On 1/3/2018 11:58 AM, Dave Chinner wrote:
> On Wed, Jan 03, 2018 at 11:28:44AM +0900, Byungchul Park wrote:
>> On 1/1/2018 7:18 PM, Matthew Wilcox wrote:
>>> On Sat, Dec 30, 2017 at 06:00:57PM -0500, Theodore Ts'o wrote:
>>>> Also, what to do with TCP connections which are created in userspace
>>>> (with some authentication exchanges happening in userspace), and then
>>>> passed into kernel space for use in kernel space, is an interesting
>>>> question.
>>>
>>> Yes!  I'd love to have a lockdep expert weigh in here.  I believe it's
>>> legitimate to change a lock's class after it's been used, essentially
>>> destroying it and reinitialising it.  If not, it should be because it's
>>> a reasonable design for an object to need different lock classes for
>>> different phases of its existance.
>>
>> I also think it should be done ultimately. And I think it's very much
>> hard since it requires to change the dependency graph of lockdep but
>> anyway possible. It's up to lockdep maintainer's will though..
> 
> We used to do this in XFS to work around the fact that the memory
> reclaim context "locks" were too stupid to understand that an object
> referenced and locked above memory allocation could not be
> accessed below in memory reclaim because memory reclaim only accesses
> /unreferenced objects/. We played whack-a-mole with lockdep for
> years to get most of the false positives sorted out.
--------------------
(GIVEN EXERCISE A) Return every line of the listing that contains the string "blue", matching case exactly.

(Dataset records about object locations)
--------------------
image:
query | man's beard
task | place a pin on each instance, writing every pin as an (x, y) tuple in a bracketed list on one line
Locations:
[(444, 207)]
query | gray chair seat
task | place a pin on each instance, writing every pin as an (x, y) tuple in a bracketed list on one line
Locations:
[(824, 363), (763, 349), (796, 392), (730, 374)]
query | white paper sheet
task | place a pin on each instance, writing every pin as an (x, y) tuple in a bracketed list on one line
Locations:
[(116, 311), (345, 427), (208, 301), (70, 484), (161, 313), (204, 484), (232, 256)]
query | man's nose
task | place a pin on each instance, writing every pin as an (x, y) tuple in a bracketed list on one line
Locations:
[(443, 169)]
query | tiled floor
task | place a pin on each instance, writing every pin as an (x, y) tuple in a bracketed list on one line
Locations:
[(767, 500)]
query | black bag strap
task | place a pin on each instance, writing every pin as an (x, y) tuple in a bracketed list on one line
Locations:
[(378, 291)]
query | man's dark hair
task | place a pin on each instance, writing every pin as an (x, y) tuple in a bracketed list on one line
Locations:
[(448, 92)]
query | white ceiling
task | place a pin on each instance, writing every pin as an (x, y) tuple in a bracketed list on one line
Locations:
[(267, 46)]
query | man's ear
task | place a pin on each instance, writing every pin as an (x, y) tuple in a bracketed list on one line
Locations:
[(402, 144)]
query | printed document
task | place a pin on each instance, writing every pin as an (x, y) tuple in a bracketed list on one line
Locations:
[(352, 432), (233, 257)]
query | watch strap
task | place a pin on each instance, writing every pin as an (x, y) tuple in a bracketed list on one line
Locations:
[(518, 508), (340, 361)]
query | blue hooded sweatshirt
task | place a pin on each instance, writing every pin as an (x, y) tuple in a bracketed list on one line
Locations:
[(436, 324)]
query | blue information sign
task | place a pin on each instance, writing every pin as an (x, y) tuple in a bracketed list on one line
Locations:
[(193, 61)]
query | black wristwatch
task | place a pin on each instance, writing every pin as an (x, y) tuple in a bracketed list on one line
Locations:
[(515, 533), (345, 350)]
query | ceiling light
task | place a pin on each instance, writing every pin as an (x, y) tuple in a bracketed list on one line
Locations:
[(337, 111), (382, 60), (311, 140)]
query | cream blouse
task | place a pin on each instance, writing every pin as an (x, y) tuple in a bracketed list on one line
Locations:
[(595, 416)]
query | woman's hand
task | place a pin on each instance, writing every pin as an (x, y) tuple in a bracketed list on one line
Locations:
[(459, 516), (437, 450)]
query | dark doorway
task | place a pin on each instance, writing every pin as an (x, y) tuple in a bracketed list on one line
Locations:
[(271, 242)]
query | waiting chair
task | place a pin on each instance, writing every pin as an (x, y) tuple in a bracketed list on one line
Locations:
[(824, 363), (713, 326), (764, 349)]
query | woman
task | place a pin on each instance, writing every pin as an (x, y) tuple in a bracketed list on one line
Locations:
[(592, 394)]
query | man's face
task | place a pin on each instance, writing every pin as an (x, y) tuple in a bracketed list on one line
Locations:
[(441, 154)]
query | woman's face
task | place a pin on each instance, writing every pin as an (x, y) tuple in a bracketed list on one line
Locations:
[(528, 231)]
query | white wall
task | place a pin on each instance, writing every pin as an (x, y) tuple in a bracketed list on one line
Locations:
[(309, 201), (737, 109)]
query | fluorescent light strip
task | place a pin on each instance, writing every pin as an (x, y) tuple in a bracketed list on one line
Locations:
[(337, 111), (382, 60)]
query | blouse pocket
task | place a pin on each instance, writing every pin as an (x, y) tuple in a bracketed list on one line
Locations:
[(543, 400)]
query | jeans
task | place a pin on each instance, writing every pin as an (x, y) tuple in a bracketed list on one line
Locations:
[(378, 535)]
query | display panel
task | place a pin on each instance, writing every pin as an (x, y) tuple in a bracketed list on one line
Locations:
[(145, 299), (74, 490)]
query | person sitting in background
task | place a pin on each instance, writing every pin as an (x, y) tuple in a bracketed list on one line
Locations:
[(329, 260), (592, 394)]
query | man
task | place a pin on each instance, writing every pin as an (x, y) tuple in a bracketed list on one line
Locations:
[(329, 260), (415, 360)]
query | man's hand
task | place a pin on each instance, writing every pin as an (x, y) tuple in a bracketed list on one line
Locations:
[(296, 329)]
--------------------
(GIVEN EXERCISE B) Give again the part of the lockdep email thread that opens with "On 1/3/2018 11:58" and closes with "of its existance.", replacing each occurrence of "userspace" with "user space".

(RIGHT ANSWER A)
query | blue hooded sweatshirt
query | blue information sign

(RIGHT ANSWER B)
On 1/3/2018 11:58 AM, Dave Chinner wrote:
> On Wed, Jan 03, 2018 at 11:28:44AM +0900, Byungchul Park wrote:
>> On 1/1/2018 7:18 PM, Matthew Wilcox wrote:
>>> On Sat, Dec 30, 2017 at 06:00:57PM -0500, Theodore Ts'o wrote:
>>>> Also, what to do with TCP connections which are created in user space
>>>> (with some authentication exchanges happening in user space), and then
>>>> passed into kernel space for use in kernel space, is an interesting
>>>> question.
>>>
>>> Yes!  I'd love to have a lockdep expert weigh in here.  I believe it's
>>> legitimate to change a lock's class after it's been used, essentially
>>> destroying it and reinitialising it.  If not, it should be because it's
>>> a reasonable design for an object to need different lock classes for
>>> different phases of its existance.